Problem to work on
Retype the material below. Keep every word exactly as it is.

** start of Records to process **

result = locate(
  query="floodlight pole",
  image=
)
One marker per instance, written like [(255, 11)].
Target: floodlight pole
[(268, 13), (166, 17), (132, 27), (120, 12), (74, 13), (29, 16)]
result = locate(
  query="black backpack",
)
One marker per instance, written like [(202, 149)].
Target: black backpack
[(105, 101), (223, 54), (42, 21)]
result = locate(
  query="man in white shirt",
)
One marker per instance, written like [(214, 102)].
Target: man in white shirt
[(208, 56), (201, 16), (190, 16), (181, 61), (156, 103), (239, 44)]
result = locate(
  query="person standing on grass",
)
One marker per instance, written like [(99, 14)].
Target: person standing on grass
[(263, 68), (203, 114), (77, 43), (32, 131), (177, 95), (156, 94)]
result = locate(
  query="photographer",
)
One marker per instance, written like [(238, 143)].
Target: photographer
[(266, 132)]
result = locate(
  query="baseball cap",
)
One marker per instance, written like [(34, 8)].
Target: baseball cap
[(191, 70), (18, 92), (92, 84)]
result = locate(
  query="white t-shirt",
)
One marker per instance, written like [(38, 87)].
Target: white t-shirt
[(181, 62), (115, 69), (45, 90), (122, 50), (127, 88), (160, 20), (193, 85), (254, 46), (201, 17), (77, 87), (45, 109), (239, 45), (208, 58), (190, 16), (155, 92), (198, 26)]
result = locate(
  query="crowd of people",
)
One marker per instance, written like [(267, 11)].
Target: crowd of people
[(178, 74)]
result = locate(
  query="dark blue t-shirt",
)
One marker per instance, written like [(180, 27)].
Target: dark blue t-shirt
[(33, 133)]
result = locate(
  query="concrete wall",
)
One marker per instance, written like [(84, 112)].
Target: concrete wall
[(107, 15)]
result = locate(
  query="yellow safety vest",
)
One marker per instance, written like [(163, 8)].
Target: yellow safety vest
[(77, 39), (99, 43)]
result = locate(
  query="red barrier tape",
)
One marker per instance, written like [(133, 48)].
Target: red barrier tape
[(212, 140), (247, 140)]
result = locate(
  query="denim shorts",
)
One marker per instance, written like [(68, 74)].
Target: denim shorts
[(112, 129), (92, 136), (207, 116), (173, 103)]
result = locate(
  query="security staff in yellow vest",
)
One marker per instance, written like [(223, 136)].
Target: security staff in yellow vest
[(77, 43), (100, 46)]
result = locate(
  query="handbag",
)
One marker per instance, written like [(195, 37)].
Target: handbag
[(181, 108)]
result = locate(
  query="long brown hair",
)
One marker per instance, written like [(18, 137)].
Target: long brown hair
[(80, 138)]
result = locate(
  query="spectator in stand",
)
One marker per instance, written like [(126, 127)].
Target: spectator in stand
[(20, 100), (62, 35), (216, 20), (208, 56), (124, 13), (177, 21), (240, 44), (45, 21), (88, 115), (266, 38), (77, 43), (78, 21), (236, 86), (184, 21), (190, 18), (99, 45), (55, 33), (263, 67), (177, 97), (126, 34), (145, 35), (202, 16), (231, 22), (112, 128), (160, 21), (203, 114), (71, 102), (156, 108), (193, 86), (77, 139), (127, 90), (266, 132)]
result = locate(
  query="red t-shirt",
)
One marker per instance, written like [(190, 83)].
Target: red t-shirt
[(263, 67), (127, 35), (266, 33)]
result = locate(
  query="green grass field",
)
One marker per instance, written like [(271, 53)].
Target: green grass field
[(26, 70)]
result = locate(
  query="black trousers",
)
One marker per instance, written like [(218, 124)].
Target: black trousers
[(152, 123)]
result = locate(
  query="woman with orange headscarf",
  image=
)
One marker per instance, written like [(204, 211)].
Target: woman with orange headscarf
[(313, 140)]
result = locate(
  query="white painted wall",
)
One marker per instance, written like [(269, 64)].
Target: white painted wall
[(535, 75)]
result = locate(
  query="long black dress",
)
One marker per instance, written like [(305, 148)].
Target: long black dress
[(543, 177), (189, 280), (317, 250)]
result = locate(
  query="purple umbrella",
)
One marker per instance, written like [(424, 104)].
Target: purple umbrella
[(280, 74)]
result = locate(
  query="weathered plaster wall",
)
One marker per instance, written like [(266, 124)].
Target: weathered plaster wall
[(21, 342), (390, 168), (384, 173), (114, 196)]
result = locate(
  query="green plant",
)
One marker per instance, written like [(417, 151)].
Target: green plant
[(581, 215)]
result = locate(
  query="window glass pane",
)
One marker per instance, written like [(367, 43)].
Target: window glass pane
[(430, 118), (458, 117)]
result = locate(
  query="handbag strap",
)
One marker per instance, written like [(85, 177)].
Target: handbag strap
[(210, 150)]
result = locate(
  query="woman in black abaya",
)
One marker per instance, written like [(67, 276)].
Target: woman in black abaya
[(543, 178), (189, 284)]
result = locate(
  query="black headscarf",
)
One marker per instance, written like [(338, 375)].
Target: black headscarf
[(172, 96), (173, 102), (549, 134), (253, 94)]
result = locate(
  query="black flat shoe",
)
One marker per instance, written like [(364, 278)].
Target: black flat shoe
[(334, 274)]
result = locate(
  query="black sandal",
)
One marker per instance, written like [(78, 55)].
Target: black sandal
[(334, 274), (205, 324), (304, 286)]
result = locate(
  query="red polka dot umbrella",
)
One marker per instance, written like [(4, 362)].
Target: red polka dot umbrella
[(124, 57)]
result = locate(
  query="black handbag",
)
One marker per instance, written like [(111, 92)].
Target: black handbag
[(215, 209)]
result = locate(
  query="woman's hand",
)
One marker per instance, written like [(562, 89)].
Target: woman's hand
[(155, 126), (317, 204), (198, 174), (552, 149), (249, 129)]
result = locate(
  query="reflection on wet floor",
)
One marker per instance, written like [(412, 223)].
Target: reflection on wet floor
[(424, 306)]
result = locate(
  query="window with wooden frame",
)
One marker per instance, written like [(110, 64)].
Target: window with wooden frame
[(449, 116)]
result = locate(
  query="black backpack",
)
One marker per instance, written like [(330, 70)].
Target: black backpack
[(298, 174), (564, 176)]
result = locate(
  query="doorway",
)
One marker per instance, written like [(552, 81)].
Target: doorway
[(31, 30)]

** end of Records to process **

Task solution
result = locate(
  query="floodlight pole",
  image=
)
One marker per instance, written like [(255, 11)].
Target: floodlight pole
[(268, 13), (166, 17), (132, 27), (120, 12), (74, 13), (29, 16)]
result = locate(
  query="black backpack",
)
One marker per instance, written like [(202, 149)].
Target: black backpack
[(105, 101), (223, 54), (42, 21)]
result = locate(
  query="man in white shirt",
)
One marker per instance, written like [(214, 102)].
Target: man in white shirt
[(208, 56), (201, 16), (190, 16), (181, 61), (156, 103), (239, 44)]
result = locate(
  query="person standing on grass",
)
One marker per instance, written like [(99, 14)].
Target: person standing on grass
[(263, 68), (203, 114), (77, 43), (32, 131), (177, 95), (156, 94)]
result = locate(
  query="photographer",
)
One marker per instance, written like [(238, 143)].
Target: photographer
[(266, 132)]
result = locate(
  query="baseball cap",
)
One marker per instance, written like [(34, 8)].
Target: baseball cap
[(191, 70), (18, 92), (92, 84)]
result = locate(
  query="white t-shirt",
)
One marker per instance, written like [(38, 87)].
Target: white t-shirt
[(181, 62), (115, 69), (45, 90), (122, 50), (127, 88), (160, 20), (193, 85), (254, 46), (201, 17), (77, 87), (45, 109), (239, 45), (208, 58), (190, 16), (155, 92), (198, 26)]
result = locate(
  query="crowd of people",
)
One marker per instance, written like [(267, 11)].
Target: crowd of people
[(178, 74)]
result = locate(
  query="dark blue t-shirt",
)
One marker per instance, written like [(180, 27)].
Target: dark blue t-shirt
[(33, 133)]
result = locate(
  query="concrete wall",
)
One marker per instance, written like [(84, 112)].
Target: concrete wall
[(107, 15)]
result = locate(
  query="yellow safety vest",
)
One marker per instance, written like [(163, 8)].
Target: yellow safety vest
[(77, 39), (99, 43)]
result = locate(
  query="red barrier tape",
)
One marker per instance, written like [(133, 48)].
Target: red barrier tape
[(212, 140), (247, 140)]
result = locate(
  query="denim shorts",
)
One marker per instance, written like [(68, 74)].
Target: denim shorts
[(112, 129), (92, 136), (207, 116), (173, 103)]
result = locate(
  query="security staff in yellow vest",
)
One marker per instance, written like [(223, 136)].
Target: security staff in yellow vest
[(77, 43), (100, 46)]
result = locate(
  query="handbag",
)
One marker per instance, written like [(195, 37)].
Target: handbag
[(181, 108)]
result = locate(
  query="long brown hair",
)
One marker per instance, written like [(18, 137)].
Target: long brown hair
[(80, 138)]
result = locate(
  query="spectator in stand",
)
One marker per instance, written like [(126, 127)].
Target: spectator in stand
[(20, 100), (62, 35), (216, 20), (208, 56), (124, 13), (177, 21), (240, 44), (45, 21), (88, 115), (266, 38), (77, 43), (78, 21), (236, 86), (184, 21), (190, 18), (99, 45), (55, 33), (263, 67), (177, 97), (126, 34), (145, 35), (202, 16), (231, 22), (112, 128), (160, 21), (203, 114), (71, 102), (156, 108), (193, 86), (77, 139), (127, 90), (266, 132)]
result = locate(
  query="red t-shirt",
)
One marker per instance, written like [(190, 83)].
Target: red t-shirt
[(263, 67), (127, 35), (266, 33)]
result = locate(
  query="green grass field",
)
One marker per instance, written like [(271, 53)].
Target: green grass field
[(26, 70)]
result = locate(
  query="black trousers",
)
One marker per instance, written like [(218, 124)].
Target: black trousers
[(152, 123)]
result = locate(
  query="woman with orange headscarf",
  image=
)
One marker per instance, written like [(204, 211)].
Target: woman with orange headscarf
[(313, 140)]
result = locate(
  query="white painted wall",
)
One marker per instance, written like [(269, 64)].
Target: white painted wall
[(535, 75)]
result = locate(
  query="long black dress",
)
One marker per instance, written like [(305, 148)].
Target: long black dress
[(543, 177), (189, 280), (317, 250)]
result = locate(
  query="purple umbrella",
)
One marker per instance, written like [(424, 104)].
Target: purple umbrella
[(280, 74)]
result = locate(
  query="weathered plaster wall",
)
One marker per instance, written like [(266, 124)].
Target: weathered plaster wall
[(21, 342), (390, 168), (384, 173), (114, 196)]
result = locate(
  query="green plant",
)
One marker per instance, written like [(417, 151)].
Target: green plant
[(581, 215)]
result = locate(
  query="window glass pane",
)
One marker per instance, written like [(367, 43)].
Target: window glass pane
[(430, 118), (458, 117)]
result = locate(
  query="handbag strap",
)
One marker per instance, written like [(85, 177)].
Target: handbag strap
[(210, 150)]
result = locate(
  query="woman in black abaya",
)
One marker per instance, written like [(67, 276)].
Target: woman in black abaya
[(543, 178), (189, 284)]
result = locate(
  query="black headscarf",
)
One marker per instance, written like [(338, 375)].
Target: black headscarf
[(172, 96), (173, 102), (549, 134), (253, 94)]
result = locate(
  query="black flat shoe",
)
One marker per instance, written like [(364, 278)].
Target: black flat shoe
[(334, 274)]
result = locate(
  query="black sandal",
)
One marker per instance, written like [(78, 55)].
Target: black sandal
[(334, 274), (205, 324), (304, 286)]
result = locate(
  query="red polka dot umbrella",
)
One marker per instance, written like [(4, 362)].
Target: red polka dot umbrella
[(124, 57)]
result = locate(
  query="black handbag",
)
One marker per instance, written like [(111, 92)].
Target: black handbag
[(215, 209)]
result = locate(
  query="woman's hand",
)
One marker per instance, written like [(562, 89)].
Target: woman's hand
[(155, 126), (317, 204), (198, 174), (552, 149), (249, 129)]
result = locate(
  query="reflection on wet floor",
)
One marker per instance, written like [(412, 223)].
Target: reflection on wet floor
[(424, 306)]
result = locate(
  query="window with wooden frame",
)
One marker per instance, written like [(110, 64)].
Target: window with wooden frame
[(449, 116)]
result = locate(
  query="black backpack",
)
One marker per instance, written like [(330, 70)].
Target: black backpack
[(298, 174), (564, 176)]
result = locate(
  query="doorway",
)
One marker per instance, written like [(552, 81)].
Target: doorway
[(31, 30)]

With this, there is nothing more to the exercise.